PROBLEM DETAILS: Make an exact copy of the records, dropping all pictures.

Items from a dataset
start

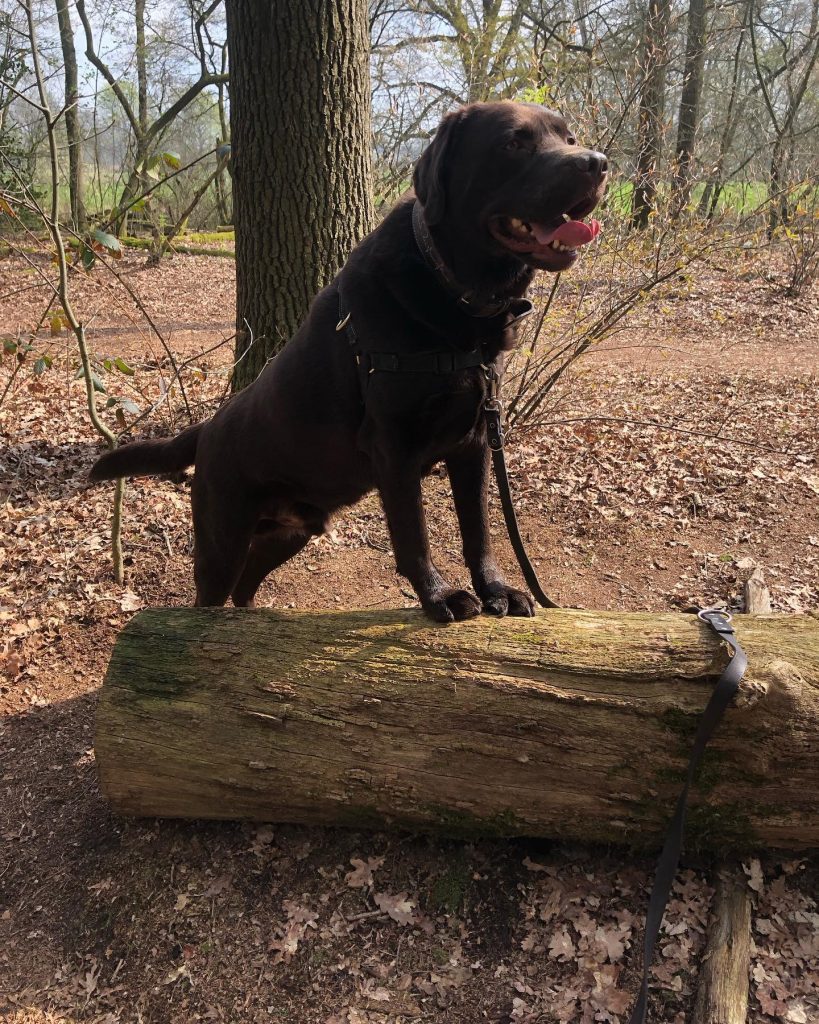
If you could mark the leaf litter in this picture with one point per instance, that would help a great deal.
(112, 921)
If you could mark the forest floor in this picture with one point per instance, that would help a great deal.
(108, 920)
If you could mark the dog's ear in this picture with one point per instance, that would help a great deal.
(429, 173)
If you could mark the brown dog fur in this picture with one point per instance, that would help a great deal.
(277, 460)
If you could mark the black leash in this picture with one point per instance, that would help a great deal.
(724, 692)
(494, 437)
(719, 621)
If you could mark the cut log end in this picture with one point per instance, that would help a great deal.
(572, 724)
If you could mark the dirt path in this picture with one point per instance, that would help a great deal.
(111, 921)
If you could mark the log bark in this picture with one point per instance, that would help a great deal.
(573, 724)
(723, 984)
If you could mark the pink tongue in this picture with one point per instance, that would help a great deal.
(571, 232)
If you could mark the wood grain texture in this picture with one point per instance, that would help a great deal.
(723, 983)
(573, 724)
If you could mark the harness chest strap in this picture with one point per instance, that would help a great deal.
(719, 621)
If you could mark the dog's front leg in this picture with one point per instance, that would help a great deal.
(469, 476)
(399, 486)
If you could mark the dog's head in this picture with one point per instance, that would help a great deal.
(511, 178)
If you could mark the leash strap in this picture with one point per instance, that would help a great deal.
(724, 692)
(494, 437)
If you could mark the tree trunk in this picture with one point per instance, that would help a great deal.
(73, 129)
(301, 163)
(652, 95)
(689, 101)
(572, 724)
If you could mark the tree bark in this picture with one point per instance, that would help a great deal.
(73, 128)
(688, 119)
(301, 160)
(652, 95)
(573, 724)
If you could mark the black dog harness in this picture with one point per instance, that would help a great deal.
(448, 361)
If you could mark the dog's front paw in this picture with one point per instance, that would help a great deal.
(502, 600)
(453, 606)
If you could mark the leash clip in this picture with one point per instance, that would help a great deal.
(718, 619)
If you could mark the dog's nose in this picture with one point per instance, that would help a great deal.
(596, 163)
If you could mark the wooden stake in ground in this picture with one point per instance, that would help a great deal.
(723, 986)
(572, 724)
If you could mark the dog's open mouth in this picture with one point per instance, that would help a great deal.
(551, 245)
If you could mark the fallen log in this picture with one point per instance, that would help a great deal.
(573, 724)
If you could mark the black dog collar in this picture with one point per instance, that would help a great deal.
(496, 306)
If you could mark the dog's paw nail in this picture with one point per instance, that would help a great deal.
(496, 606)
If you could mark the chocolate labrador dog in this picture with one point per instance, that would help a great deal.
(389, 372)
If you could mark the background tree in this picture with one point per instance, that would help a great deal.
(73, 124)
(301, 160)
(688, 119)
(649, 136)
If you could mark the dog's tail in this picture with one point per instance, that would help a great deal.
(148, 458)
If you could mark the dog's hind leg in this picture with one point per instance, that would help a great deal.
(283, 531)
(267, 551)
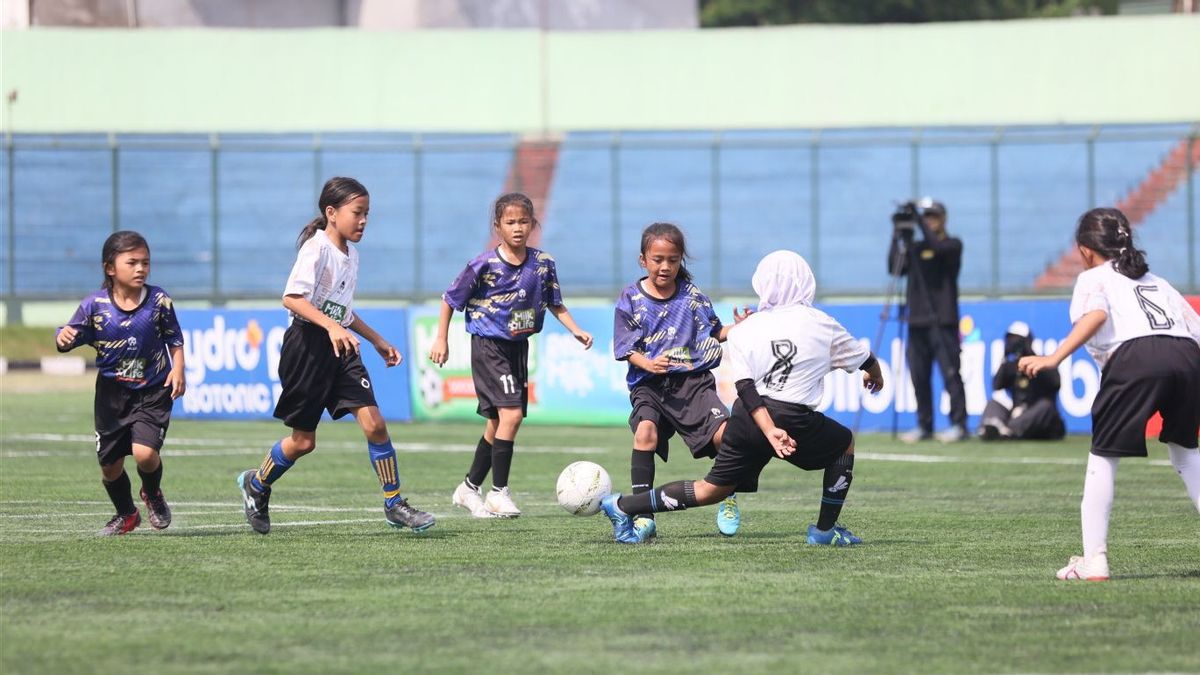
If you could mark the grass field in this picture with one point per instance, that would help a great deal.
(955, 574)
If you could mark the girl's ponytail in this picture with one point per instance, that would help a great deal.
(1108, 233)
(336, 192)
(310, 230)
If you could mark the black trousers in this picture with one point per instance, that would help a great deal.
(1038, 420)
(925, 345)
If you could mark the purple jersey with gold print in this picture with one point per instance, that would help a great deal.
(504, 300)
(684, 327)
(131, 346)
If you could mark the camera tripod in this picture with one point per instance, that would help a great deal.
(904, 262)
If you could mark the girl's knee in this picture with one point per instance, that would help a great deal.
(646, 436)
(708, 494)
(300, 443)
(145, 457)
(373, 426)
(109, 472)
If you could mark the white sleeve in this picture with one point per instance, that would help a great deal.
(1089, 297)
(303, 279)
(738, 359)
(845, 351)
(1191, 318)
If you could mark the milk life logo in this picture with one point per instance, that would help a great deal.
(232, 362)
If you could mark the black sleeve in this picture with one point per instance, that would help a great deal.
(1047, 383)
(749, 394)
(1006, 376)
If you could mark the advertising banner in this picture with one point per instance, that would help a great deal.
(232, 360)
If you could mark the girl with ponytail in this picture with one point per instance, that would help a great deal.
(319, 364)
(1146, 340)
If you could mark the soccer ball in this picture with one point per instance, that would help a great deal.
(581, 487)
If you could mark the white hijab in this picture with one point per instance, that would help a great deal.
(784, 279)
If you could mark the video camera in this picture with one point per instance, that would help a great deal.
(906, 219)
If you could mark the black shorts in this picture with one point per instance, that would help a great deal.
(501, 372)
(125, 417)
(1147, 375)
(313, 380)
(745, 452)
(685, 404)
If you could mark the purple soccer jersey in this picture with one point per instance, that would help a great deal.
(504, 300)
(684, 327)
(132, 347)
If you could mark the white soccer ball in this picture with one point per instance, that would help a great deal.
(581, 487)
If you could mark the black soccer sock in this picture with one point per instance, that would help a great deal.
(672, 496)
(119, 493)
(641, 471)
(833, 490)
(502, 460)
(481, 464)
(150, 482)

end

FINISHED ANSWER:
If you could mark the leaf litter in this picture with one point per instance, that would help a great deal.
(112, 921)
If you could mark the forest floor in this picture with one point per instance, that would help a great deal.
(108, 920)
If you could mark the dog's ear in this picture with one point per instance, that would help a great deal.
(429, 173)
If you could mark the brown dog fur in this picture with one point per instance, that would help a great deal.
(277, 460)
If you could mark the black leash in this picture with one point per instance, that would help a great deal.
(724, 692)
(494, 437)
(719, 621)
If you could mark the cut log end in this picture with one point per instance, that would help a great deal.
(572, 724)
If you could mark the dirt path in this picture with one point per instance, that would help a great deal.
(111, 921)
If you could mark the log bark in this picture with one point per instance, that would help a great deal.
(573, 724)
(723, 984)
If you could mark the pink tongue in this picture with one point per instance, that would help a great deal.
(571, 232)
If you could mark the wood grain texture in this picture with one point per instance, that would help a great deal.
(723, 983)
(573, 724)
If you could mark the harness chest strap in this picture with one point per instance, that would help a great deal.
(719, 621)
If you could mark the dog's front leg in this picture with one point per instance, that would help a great deal.
(469, 476)
(399, 486)
If you could mark the dog's head in this picture with one point per instance, that would help a great deal.
(511, 178)
If you could mark the leash strap in this picture with one point per instance, that would help a great deal.
(724, 692)
(494, 437)
If you could mark the tree trunk in this picture with one point per instance, that would help a great deal.
(73, 129)
(301, 163)
(652, 95)
(689, 101)
(572, 724)
If you could mark the tree bark in this picture with one point per instance, that would help a great deal.
(73, 128)
(688, 119)
(301, 160)
(652, 95)
(573, 724)
If you could mark the black dog harness in this picture with one point per instance, that would help a great deal.
(448, 361)
If you could mark the dog's front paw in this picture with one point per instance, that would help a great deal.
(502, 600)
(453, 606)
If you could mark the leash clip in this picture with one point per instance, that would help a great deal.
(718, 619)
If you could mark the dog's nose in this picture with one point per instance, that would help a great deal.
(596, 163)
If you could mark the wooden stake in ground in this picture with one point per instance, that would help a great deal.
(723, 986)
(572, 724)
If you could mark the dog's open mouth in this picture with one point per instance, that would help a great deal.
(551, 245)
If you could mark the fallen log in this picture with one point per instance, that would help a great deal.
(573, 724)
If you could mark the black dog collar in this picture with one point per instance, that would help a great deal.
(496, 306)
If you could mark the dog's paw nail in this picture with one point per instance, that would help a great deal.
(496, 606)
If you could mark the chocolate labrador dog in this picture with one point per instance, that would help a great deal.
(389, 372)
If you could mark the background tree in this picture with one point per instance, that would help a great deal.
(73, 124)
(301, 160)
(688, 119)
(649, 136)
If you could mark the dog's tail in this picture with one point per instance, that would help a great deal.
(148, 458)
If you could mark the dog's hind leg in this picture with one point per instance, that would help a great deal.
(283, 531)
(267, 551)
If you could mark the grass field in this picture with one point per instance, that would help a great deal.
(955, 574)
If you could mark the girl's ponytail in this picture with one point per instance, that would help a great deal.
(1108, 233)
(336, 192)
(310, 230)
If you could mark the black trousers in this picture with one point per instance, that would help a great deal.
(1038, 420)
(925, 345)
If you could mark the purple jersey with gold print in this picture with one point per instance, that would help a great deal.
(504, 300)
(684, 327)
(131, 346)
If you could mark the camera tripod in this picture with one point per instance, that would help a great deal.
(904, 262)
If you could mark the girl's knee in this picture with one point per instance, that would help a great deal.
(646, 436)
(708, 494)
(300, 443)
(145, 457)
(373, 426)
(109, 472)
If you could mark the white sleeve in this picture with one point per instance, that would help a great deal.
(1089, 297)
(303, 279)
(738, 359)
(845, 351)
(1191, 318)
If you could mark the milk life logo in this picture with one point per instance, that would help a great deal.
(232, 362)
If you could mark the black sleeve in this picture with one point per instance, that would help a great deal.
(1047, 383)
(749, 394)
(1006, 376)
If you could mark the advertising banner in this picture with one point per instance, that would help a great deal.
(232, 360)
If you could mark the girl with ponytail in this picture with one point per instance, that would help a great deal.
(319, 364)
(1146, 340)
If you could mark the soccer ball in this picture with one point per instance, that would help a great deal.
(581, 487)
If you could mark the white hijab in this picture with one point per instance, that would help a great deal.
(784, 279)
If you could mark the video camera in this picture with one point per instance, that would help a great deal.
(906, 219)
If you could mark the black shorts in this picture with one point per instance, that would help a great deal.
(501, 372)
(125, 417)
(1147, 375)
(313, 380)
(745, 452)
(685, 404)
If you could mark the purple soccer jersey in this picture with one point per instance, that would help a great deal.
(504, 300)
(684, 327)
(132, 347)
If you could mark the white soccer ball in this picture with one point per instance, that would help a great deal.
(581, 487)
If you could mark the black soccer sock in this picture with one point per instance, that would help a great deal.
(672, 496)
(119, 493)
(641, 471)
(833, 490)
(502, 460)
(481, 464)
(150, 482)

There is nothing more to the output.